> Given instruction
Return every line of the data below that contains the string "beach", copying each line in full. Case counts.

## BEGIN

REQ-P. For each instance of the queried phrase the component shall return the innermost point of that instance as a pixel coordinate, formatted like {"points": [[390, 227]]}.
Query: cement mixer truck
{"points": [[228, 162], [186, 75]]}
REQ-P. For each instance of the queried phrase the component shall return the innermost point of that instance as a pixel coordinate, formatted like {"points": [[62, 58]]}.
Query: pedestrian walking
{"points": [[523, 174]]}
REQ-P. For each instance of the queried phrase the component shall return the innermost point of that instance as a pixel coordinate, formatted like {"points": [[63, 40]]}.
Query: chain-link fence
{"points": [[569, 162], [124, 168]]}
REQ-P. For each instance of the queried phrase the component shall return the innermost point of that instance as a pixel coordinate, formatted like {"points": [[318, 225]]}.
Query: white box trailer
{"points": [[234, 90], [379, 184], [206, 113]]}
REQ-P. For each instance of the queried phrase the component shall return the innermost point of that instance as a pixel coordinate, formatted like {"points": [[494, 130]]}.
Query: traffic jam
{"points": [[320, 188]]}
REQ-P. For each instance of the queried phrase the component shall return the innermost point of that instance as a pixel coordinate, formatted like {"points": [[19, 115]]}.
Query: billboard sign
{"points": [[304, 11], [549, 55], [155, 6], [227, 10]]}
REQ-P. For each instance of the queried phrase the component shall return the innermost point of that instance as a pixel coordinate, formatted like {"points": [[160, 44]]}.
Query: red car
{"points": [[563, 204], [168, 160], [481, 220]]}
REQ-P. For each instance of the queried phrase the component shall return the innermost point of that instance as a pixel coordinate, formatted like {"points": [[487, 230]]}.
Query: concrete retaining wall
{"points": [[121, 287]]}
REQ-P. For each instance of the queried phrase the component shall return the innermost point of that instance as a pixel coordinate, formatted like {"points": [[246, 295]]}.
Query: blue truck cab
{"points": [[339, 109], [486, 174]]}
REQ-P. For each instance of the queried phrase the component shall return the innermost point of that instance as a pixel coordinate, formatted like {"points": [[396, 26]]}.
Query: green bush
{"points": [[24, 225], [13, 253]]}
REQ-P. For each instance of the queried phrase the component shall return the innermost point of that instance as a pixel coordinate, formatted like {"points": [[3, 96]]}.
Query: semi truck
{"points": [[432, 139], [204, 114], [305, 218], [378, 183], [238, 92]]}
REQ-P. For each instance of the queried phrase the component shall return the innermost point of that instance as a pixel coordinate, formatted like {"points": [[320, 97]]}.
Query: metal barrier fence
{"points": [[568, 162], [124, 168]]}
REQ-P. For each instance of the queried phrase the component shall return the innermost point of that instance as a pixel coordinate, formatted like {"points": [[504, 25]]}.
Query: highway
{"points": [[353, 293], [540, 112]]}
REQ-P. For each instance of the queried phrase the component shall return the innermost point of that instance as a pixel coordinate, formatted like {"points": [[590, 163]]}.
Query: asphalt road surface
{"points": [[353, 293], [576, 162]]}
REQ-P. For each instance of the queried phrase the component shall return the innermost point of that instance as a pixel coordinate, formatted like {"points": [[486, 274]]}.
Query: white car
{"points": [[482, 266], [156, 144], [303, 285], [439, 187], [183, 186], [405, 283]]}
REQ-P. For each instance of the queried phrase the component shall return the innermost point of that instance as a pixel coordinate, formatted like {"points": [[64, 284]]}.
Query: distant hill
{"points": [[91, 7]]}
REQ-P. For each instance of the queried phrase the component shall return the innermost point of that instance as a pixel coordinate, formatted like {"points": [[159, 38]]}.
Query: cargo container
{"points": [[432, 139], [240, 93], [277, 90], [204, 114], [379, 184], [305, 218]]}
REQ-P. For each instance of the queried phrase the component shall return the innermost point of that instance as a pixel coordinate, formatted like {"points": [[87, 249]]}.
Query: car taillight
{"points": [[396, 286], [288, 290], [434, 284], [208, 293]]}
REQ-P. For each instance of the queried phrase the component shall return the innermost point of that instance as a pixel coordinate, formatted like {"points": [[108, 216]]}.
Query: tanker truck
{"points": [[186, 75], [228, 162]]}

## END
## BEGIN

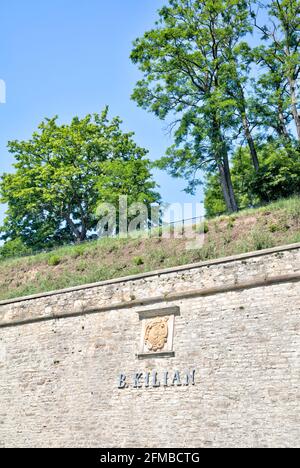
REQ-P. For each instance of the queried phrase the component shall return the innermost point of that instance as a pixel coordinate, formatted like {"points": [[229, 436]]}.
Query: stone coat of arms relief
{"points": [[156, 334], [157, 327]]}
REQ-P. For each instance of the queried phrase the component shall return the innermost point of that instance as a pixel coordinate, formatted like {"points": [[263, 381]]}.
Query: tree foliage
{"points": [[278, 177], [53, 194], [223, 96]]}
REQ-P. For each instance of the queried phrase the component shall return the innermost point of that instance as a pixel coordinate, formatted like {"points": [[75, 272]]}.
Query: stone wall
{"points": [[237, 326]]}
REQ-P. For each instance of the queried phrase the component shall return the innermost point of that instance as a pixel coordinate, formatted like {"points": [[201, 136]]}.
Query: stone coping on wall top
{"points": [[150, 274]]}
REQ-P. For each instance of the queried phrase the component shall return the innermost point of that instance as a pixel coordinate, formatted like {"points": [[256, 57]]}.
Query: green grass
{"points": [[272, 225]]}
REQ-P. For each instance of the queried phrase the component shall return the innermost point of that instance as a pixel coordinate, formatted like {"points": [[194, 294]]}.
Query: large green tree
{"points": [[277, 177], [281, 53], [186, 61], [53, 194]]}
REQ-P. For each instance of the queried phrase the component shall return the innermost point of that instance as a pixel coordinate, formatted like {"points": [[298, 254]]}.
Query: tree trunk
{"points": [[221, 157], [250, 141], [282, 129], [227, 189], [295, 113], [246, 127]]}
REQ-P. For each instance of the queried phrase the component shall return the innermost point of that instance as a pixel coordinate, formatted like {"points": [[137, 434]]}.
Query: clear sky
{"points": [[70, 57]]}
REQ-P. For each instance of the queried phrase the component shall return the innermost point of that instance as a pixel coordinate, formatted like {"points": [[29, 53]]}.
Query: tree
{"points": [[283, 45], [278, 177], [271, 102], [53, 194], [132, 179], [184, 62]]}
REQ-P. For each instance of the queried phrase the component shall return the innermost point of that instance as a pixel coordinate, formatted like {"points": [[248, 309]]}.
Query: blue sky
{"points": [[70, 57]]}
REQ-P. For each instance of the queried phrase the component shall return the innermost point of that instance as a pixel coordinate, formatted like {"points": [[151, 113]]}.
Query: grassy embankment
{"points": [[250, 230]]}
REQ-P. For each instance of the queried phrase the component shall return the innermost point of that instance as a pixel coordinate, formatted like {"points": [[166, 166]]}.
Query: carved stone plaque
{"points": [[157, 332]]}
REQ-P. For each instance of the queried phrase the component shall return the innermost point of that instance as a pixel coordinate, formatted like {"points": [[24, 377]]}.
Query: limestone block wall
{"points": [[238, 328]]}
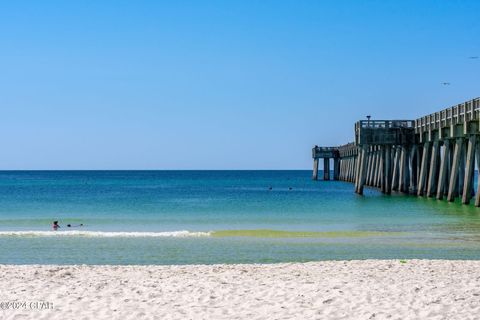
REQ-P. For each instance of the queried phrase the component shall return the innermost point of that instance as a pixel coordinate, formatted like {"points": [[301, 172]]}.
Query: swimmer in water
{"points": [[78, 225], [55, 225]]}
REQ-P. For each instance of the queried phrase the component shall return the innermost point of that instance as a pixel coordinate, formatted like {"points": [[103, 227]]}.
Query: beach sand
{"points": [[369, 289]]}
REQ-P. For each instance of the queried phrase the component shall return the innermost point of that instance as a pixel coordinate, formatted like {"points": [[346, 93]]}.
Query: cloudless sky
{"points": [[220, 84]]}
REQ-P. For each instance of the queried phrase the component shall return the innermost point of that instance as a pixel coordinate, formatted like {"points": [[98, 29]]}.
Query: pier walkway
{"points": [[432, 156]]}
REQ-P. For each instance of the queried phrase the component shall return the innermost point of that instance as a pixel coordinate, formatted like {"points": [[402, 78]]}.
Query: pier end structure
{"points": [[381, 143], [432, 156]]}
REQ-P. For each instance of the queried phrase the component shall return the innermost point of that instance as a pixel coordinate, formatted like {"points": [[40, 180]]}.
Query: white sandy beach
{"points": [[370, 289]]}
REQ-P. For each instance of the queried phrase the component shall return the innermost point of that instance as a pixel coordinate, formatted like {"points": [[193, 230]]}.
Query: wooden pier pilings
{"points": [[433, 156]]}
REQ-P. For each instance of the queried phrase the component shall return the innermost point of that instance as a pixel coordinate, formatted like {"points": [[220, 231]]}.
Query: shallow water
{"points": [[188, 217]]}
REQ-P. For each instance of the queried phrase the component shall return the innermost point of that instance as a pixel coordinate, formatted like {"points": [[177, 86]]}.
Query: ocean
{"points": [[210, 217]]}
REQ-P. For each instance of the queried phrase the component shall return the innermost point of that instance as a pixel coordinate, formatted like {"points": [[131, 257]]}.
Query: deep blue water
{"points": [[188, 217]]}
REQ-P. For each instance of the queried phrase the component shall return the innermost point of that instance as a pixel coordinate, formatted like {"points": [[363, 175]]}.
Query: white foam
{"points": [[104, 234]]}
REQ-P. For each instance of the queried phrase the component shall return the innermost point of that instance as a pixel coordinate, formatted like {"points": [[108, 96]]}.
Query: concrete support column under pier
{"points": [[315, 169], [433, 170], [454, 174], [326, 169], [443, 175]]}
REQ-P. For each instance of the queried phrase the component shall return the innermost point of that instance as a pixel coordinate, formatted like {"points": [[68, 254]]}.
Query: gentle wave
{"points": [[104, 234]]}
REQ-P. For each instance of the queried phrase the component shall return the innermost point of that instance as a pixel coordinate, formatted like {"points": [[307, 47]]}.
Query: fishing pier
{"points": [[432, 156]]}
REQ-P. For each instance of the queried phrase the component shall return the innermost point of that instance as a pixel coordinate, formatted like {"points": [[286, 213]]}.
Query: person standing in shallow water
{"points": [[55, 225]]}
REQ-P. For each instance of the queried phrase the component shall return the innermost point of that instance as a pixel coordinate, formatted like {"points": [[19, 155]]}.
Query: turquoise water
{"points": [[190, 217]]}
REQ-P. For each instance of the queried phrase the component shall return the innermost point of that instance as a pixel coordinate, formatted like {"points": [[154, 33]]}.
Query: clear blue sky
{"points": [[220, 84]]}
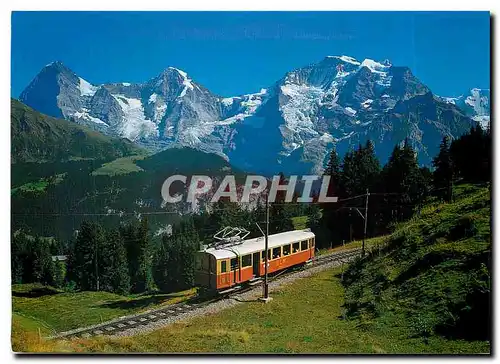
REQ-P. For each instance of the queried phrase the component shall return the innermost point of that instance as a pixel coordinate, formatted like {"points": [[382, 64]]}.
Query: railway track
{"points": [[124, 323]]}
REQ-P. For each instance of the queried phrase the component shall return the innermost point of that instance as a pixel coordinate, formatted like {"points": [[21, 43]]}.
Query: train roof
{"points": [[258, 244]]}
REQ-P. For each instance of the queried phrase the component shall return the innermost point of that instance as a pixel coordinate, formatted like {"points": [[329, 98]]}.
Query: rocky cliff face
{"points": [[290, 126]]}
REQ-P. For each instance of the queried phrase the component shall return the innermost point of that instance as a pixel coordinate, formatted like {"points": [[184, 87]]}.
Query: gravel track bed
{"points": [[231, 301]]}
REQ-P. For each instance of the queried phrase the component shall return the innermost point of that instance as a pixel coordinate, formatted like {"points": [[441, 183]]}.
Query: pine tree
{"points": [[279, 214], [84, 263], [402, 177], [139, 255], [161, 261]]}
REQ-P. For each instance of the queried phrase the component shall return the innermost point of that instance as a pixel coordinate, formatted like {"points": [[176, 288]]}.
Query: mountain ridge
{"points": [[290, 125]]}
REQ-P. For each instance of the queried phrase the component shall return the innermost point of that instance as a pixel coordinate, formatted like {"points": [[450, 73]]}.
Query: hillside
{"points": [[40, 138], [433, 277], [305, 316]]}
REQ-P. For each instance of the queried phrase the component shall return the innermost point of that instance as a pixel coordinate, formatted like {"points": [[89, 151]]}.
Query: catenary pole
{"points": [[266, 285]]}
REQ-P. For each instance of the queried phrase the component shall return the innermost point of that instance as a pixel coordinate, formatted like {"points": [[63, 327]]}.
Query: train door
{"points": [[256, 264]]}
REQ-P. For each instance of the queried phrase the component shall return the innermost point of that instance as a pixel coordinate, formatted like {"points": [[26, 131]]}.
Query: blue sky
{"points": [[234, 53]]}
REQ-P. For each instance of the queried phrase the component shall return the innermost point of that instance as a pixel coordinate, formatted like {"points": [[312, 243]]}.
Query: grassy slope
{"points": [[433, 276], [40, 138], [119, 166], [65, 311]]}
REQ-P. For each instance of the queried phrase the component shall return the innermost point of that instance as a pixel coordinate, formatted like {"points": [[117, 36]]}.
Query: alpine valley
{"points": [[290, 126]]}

## END

> Full output
Query: beach sand
Query: white sandy beach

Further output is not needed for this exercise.